The request –
Write out all the data again, exactly as it stands.

--- Data ---

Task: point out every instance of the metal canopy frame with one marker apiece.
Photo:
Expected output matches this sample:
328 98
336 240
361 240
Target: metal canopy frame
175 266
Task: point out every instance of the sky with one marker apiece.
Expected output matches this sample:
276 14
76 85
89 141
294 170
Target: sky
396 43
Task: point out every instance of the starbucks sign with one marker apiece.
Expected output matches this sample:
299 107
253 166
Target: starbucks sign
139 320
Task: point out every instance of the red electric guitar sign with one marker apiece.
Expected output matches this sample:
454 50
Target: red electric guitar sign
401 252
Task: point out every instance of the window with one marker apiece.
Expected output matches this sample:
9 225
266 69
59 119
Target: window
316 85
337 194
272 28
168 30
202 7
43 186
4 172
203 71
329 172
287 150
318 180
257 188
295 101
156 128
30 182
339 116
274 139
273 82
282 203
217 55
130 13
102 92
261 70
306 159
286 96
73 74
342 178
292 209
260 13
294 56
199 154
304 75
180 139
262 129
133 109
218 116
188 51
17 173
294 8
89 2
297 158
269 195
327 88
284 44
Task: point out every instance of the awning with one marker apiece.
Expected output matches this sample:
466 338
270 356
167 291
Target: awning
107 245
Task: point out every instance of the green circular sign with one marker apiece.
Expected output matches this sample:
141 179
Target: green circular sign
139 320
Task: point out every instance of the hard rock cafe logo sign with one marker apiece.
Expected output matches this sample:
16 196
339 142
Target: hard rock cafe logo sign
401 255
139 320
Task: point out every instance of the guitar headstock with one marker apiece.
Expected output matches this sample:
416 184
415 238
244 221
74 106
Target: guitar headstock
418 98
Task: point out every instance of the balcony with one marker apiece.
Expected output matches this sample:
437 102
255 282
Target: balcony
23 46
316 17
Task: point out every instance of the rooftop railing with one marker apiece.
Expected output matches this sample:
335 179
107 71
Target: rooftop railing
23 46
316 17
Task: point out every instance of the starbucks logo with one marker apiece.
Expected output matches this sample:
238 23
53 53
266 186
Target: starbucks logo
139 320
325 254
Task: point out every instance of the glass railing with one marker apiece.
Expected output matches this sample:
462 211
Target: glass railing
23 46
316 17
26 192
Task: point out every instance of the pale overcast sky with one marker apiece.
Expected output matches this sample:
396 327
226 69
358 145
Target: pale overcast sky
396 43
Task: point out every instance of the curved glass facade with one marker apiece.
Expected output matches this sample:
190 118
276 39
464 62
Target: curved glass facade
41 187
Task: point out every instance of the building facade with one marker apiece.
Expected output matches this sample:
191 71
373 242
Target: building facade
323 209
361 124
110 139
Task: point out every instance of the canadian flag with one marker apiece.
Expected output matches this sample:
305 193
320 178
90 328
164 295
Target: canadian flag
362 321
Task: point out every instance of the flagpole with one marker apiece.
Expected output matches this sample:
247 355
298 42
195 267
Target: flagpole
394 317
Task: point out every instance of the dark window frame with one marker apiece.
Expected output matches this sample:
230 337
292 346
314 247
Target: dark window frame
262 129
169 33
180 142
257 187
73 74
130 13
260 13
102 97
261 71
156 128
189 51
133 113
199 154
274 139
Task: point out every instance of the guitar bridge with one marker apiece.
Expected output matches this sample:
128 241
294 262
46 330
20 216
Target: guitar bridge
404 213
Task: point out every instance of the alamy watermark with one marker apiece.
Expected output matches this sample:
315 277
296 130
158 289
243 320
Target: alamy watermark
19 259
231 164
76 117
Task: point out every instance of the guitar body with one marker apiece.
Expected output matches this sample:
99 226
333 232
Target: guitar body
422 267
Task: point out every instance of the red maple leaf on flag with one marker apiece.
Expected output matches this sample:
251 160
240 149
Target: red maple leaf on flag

---

Result –
Task: point out every instance of the metal canopy frame with one marker apiece.
Photo:
Expected output matches this sample:
328 98
336 240
361 240
Target: metal canopy frame
175 266
Task: point out every instance of the sky with one marker apiece.
Expected output matches this sample:
276 14
76 85
89 141
294 170
Target: sky
396 43
Task: point out every instance of the starbucks sign with one marker apiece.
Expected output matches this sample:
299 107
253 166
Target: starbucks sign
139 320
Task: point out every instance of the red electric guitar sign with one marker apiece.
Expected output matches this sample:
454 50
Target: red electric guitar sign
401 252
Task: point out every instance of the window with one marker apiece.
Expected output matches this sample:
9 225
266 69
59 119
Target: window
316 85
337 194
272 28
168 30
202 7
43 186
4 172
203 71
329 172
287 150
318 180
257 188
295 101
156 128
30 182
339 116
274 139
273 82
282 203
217 55
130 13
102 92
261 70
306 159
286 96
73 74
342 178
292 209
260 13
294 56
199 154
304 75
180 139
262 129
133 109
218 116
188 51
17 173
294 8
89 2
297 158
269 195
327 88
284 44
Task: point out every instance of the awning with one marker apiece.
Expected output matches this sample:
466 338
270 356
167 291
Target: awning
107 245
Task: point out every instance of the green circular sign with one marker apiece.
Expected output matches this sample:
141 179
Target: green circular sign
139 320
Task: point out every instance of the hard rock cafe logo sign with one marker apiece.
Expected output matches this sample:
16 196
339 142
Target: hard rock cafe logo sign
401 255
139 320
Task: point out every instance of the guitar headstock with one marker apiece.
Expected output matches this sample:
416 184
415 238
244 221
74 106
Target: guitar headstock
418 98
Task: point out every instance of the balcony with one marker apiece.
Expected output matches this sample:
437 102
255 282
Target: balcony
23 46
316 17
Task: point out every instance of the rooftop railing with one marker apiece.
Expected output matches this sample:
335 179
107 71
Target: rooftop railing
23 46
316 17
Task: point out every instance of the starbucks logo with one marker apiece.
Expected output matches this sample:
238 23
53 53
266 186
Target: starbucks logo
139 320
325 254
Task: point out every instance of the glass railing with one marker apiece.
Expected output matches this sample:
462 211
Target: glass railing
23 46
316 17
26 192
Task: point out every instance of the pale overcast sky with one marker apiece.
Expected output matches this sample:
396 327
226 69
358 145
Target: pale overcast sky
396 43
Task: point out every instance of the curved glass facade with one marker apiece.
Expected output matches this sample:
190 118
276 39
464 62
Target: curved glass facade
41 187
Task: point out every instance of the building facade with one marker apiece.
Expected output matches this sample:
191 71
373 242
Target: building facade
323 209
361 124
110 139
Task: point out every instance of the canadian flag with one marker apiece.
Expected output matches this sample:
305 193
320 178
90 328
164 295
Target: canadian flag
362 321
Task: point out every instance of the flagpole with one marker apiece.
Expected output matches this sample:
247 355
298 42
195 267
Target: flagpole
394 317
Task: point out every instance of the dark window frame with one marker apiece.
Expected output matches this sample:
230 337
292 346
314 247
Target: dark window frame
262 129
169 33
180 142
257 187
73 74
130 13
260 13
102 97
261 71
156 128
189 51
133 113
199 154
274 139
Task: point out every instance of the guitar bridge with one marker apiece.
Expected output matches this sample:
128 241
294 262
46 330
20 216
Target: guitar bridge
404 213
Task: point out every instance of the alamy watermark with one marker apiece.
Expected output matches this sample:
315 277
296 130
158 289
243 320
Target: alamy watermark
19 259
231 164
76 117
Task: point out every instance of the guitar body with one marker apiece.
Expected output matches this sample:
99 226
333 232
Target: guitar body
422 267
Task: point out every instance of the red maple leaf on flag with one marker apiece.
Expected output matches this sample:
251 160
240 149
Target: red maple leaf on flag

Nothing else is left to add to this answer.